◆ Fragmento mostrado
* * * * *

Todavía puedo recordar con claridad los primeros compases de Mariano Rajoy al frente del Partido Popular. Se presentaba como un candidato nombrado a antojo de José María Aznar, sucesor de ochos años de Gobierno del que, sin ningún género de dudas y a pesar de sus naturales errores, ha sido el mejor presidente de esta exigua caminata democrática. El gallego de barba desaliñada y varias veces ministro, del que nadie dudaba como vencedor en los comicios de marzo de 2004 hasta que los brutales atentados de todavía no se sabe muy bien quién cambiaron el sentir de los españoles, se presentaba ante la sociedad como un dirigente competente y trabajador, un responsable político que había tenido que lidiar con serios problemas a lo largo de sus diferentes estancias en las poltronas de los diversos Ministerios que ocupó. Aparentaba ser alguien que, aparte de campechano y sencillo, brindaba sus esfuerzos a la causa de los españoles en vez de a su causa propia, al empeño de hacer de España una gran nación antes que a él mismo un gran personaje histórico de ambición desmedida. Y así transcurrieron los meses.

* * * * *

◆ Datos proporcionados

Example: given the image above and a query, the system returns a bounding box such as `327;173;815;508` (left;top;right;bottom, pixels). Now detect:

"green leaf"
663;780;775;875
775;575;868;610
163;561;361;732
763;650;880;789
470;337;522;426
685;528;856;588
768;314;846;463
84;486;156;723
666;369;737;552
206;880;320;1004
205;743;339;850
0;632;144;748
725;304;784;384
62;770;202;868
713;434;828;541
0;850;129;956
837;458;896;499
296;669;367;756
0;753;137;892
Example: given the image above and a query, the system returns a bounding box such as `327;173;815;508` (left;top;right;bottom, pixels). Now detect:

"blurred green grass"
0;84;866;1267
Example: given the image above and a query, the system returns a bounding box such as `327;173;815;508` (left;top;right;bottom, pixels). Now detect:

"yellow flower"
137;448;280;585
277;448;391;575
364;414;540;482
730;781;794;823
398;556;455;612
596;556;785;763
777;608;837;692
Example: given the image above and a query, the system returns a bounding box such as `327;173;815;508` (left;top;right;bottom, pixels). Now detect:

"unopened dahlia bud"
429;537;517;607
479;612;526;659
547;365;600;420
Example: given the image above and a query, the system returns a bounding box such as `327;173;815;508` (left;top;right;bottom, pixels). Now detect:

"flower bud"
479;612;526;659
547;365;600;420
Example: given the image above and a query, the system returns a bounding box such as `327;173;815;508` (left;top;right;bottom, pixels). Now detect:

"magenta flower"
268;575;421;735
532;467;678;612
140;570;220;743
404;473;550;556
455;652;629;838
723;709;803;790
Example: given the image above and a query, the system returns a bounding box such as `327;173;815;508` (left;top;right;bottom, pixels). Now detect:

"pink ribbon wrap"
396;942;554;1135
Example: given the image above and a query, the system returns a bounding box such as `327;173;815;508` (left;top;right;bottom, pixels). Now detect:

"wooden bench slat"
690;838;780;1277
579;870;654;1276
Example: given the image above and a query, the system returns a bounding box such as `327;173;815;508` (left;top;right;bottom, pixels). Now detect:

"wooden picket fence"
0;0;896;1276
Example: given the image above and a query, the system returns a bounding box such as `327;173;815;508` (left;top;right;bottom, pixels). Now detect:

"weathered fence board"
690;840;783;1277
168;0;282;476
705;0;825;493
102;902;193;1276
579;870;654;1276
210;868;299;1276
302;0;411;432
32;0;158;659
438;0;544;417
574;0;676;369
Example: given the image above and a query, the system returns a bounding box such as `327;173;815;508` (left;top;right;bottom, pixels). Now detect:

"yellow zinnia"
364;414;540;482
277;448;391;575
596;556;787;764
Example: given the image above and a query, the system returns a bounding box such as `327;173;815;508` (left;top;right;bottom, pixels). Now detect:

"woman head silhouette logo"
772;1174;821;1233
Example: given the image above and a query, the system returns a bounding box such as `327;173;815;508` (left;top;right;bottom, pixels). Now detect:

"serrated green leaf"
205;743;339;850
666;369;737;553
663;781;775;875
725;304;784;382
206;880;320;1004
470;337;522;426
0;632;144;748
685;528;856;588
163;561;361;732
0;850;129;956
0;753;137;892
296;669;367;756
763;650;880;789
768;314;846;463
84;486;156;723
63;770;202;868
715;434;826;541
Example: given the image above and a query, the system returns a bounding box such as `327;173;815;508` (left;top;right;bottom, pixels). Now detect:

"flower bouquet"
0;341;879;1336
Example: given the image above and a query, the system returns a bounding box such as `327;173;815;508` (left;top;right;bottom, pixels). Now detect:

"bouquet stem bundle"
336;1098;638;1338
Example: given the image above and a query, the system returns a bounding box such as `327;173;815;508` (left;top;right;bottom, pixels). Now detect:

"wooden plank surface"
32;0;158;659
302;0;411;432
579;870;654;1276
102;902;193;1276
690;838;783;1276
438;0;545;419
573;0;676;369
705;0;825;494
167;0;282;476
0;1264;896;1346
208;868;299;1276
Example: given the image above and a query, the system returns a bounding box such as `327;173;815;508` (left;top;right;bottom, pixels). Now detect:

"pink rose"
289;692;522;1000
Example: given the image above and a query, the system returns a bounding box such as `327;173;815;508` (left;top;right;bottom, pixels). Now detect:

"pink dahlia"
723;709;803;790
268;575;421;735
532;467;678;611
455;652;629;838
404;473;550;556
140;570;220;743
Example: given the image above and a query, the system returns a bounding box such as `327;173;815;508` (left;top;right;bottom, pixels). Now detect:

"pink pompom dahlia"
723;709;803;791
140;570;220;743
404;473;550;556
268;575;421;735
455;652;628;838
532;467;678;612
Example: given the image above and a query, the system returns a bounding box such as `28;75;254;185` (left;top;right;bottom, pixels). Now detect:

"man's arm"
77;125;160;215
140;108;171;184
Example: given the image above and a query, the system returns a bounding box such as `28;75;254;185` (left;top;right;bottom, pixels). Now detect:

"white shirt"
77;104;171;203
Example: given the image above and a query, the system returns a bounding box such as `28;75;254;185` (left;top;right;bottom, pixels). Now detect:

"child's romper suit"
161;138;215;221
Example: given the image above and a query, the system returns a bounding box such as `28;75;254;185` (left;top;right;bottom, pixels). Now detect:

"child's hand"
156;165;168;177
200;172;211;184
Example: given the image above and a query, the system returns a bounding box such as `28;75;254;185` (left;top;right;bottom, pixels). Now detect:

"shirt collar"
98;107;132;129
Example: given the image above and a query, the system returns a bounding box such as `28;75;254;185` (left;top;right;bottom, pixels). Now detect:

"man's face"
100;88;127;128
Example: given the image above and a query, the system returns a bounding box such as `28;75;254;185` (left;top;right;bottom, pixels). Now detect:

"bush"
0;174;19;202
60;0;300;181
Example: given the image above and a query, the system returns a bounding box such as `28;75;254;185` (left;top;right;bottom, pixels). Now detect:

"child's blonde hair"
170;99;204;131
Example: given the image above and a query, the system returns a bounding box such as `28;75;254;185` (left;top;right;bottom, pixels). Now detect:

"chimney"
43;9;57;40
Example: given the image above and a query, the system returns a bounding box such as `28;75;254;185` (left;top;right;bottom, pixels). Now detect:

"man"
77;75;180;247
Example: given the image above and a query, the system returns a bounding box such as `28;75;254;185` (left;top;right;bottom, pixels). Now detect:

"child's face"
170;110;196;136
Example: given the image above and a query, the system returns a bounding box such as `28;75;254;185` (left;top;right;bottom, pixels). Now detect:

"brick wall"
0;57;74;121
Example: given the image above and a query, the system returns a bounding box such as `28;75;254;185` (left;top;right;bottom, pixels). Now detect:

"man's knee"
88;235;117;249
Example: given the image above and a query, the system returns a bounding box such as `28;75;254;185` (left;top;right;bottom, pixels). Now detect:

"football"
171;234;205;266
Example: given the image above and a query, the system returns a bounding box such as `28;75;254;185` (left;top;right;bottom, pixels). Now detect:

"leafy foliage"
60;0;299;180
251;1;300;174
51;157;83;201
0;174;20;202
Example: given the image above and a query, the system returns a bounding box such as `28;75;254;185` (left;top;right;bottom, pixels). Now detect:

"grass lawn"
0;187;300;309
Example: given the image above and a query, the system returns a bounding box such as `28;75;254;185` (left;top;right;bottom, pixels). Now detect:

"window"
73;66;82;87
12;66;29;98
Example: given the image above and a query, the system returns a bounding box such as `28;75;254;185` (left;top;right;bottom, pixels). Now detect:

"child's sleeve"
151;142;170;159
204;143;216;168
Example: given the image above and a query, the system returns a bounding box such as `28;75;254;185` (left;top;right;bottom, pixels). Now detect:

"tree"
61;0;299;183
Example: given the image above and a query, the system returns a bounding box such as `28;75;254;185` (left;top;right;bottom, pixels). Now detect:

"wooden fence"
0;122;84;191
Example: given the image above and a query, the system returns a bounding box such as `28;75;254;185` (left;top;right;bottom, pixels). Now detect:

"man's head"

* * * * *

◆ Tarea asignada
¿Podrías proseguir el fragmento sobre los primeros tiempos de Mariano Rajoy al frente del Partido Popular a partir de su última frase? Los datos son un material aparte, independiente del fragmento.

◆ Respuesta al ejercicio
Con el pasar de los mismos, y tras su primera derrota electoral, poca gente dudaba por aquellas si Mariano debía continuar capitaneando el Partido Popular. Los analistas políticos coincidían en su calidad parlamentaria y en su desparpajo en las respuestas, dudando acerca de su carisma y su fortaleza en los principios liberales-conservadores que le tocaba defender con el yelmo calado y las grebas bien ajustadas para evitar los golpes en las piernas que pudieran hacerle tambalear. Pero lo cierto y verdad era que a pesar de su sencillez y espontaneidad, el gallego afincado en Madrid con sueños monclovitas no era capaz de llegar al pueblo con un mensaje claro y nítido que todos pudieran comprender. En ocasiones se perdía en grandes discursos vacuos y otras veces, por el contrario, se quedaba escaso con simples mensajes desnudos de argumentos. Y así transcurrieron los meses.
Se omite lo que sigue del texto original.